▸ **The problem**
Convert each line of the records below into a JSON list of strings, one string per line, and skip any blank lines. Leave the pictures out of the list.

▸ **The data**
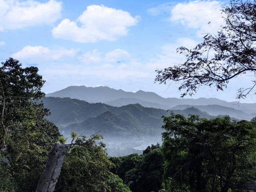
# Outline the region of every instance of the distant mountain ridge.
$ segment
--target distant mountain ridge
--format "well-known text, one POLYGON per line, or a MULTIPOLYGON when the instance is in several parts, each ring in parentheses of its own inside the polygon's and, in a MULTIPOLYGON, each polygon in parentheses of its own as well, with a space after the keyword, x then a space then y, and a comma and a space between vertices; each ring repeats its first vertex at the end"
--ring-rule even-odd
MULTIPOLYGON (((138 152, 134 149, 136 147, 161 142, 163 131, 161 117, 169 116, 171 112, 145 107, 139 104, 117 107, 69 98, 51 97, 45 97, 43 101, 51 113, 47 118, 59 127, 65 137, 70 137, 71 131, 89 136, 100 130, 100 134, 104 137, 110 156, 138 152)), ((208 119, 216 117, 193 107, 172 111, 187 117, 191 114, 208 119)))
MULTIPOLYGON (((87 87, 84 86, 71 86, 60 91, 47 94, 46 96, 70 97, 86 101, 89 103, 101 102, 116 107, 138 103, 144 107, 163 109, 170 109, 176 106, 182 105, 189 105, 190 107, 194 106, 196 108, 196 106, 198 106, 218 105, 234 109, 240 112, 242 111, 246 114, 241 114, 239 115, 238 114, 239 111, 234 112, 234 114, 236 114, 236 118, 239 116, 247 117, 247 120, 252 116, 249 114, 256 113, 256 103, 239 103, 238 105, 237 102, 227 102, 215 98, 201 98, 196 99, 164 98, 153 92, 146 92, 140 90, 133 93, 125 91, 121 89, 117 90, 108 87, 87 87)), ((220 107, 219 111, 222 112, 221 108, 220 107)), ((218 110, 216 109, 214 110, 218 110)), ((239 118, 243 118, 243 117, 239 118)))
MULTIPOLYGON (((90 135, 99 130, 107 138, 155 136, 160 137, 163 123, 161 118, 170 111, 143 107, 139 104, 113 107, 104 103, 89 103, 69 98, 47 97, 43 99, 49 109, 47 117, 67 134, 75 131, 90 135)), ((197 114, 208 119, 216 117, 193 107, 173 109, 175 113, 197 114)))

▸ **Correct output**
[
  "# Outline the region of every instance of the distant mountain ridge.",
  "$ segment",
  "--target distant mountain ridge",
  "--format \"well-known text, one POLYGON per line, or a MULTIPOLYGON when the instance is in several parts, each ring in parentheses of its own inside the polygon's and, in a MULTIPOLYGON, each polygon in parentheses of its own as well, with a space after the keyword, x then a space then y, and a comma and a space between vertices; each ring repeats its first vertex at the end\"",
  "--ring-rule even-odd",
  "MULTIPOLYGON (((138 152, 134 149, 136 147, 161 142, 163 131, 161 117, 169 116, 171 112, 145 107, 139 104, 117 107, 69 98, 51 97, 45 97, 43 101, 51 113, 47 118, 59 127, 65 137, 70 137, 71 131, 89 136, 100 130, 100 134, 104 137, 110 156, 138 152)), ((208 119, 216 117, 193 107, 172 111, 187 117, 191 114, 208 119)))",
  "MULTIPOLYGON (((87 87, 84 86, 71 86, 60 91, 47 94, 46 96, 70 97, 86 101, 89 103, 101 102, 116 107, 138 103, 144 107, 163 109, 170 109, 176 106, 182 105, 189 105, 190 107, 194 106, 196 108, 196 106, 198 106, 218 105, 234 109, 240 112, 242 111, 246 114, 241 114, 239 115, 238 114, 239 111, 234 112, 234 114, 236 114, 236 118, 239 116, 247 117, 247 120, 252 116, 249 114, 256 113, 256 103, 239 103, 238 105, 237 102, 227 102, 215 98, 201 98, 196 99, 164 98, 153 92, 146 92, 140 90, 133 93, 125 91, 121 89, 117 90, 108 87, 87 87)), ((220 107, 219 111, 222 112, 221 108, 220 107)), ((218 110, 216 109, 214 110, 218 110)), ((239 118, 243 118, 243 117, 239 118)))",
  "MULTIPOLYGON (((90 135, 99 130, 107 138, 155 136, 160 137, 163 123, 161 118, 170 111, 143 107, 139 104, 113 107, 104 103, 89 103, 69 98, 47 97, 43 99, 49 109, 47 117, 67 134, 75 131, 90 135)), ((197 114, 208 119, 216 117, 193 107, 173 109, 175 113, 197 114)))"
]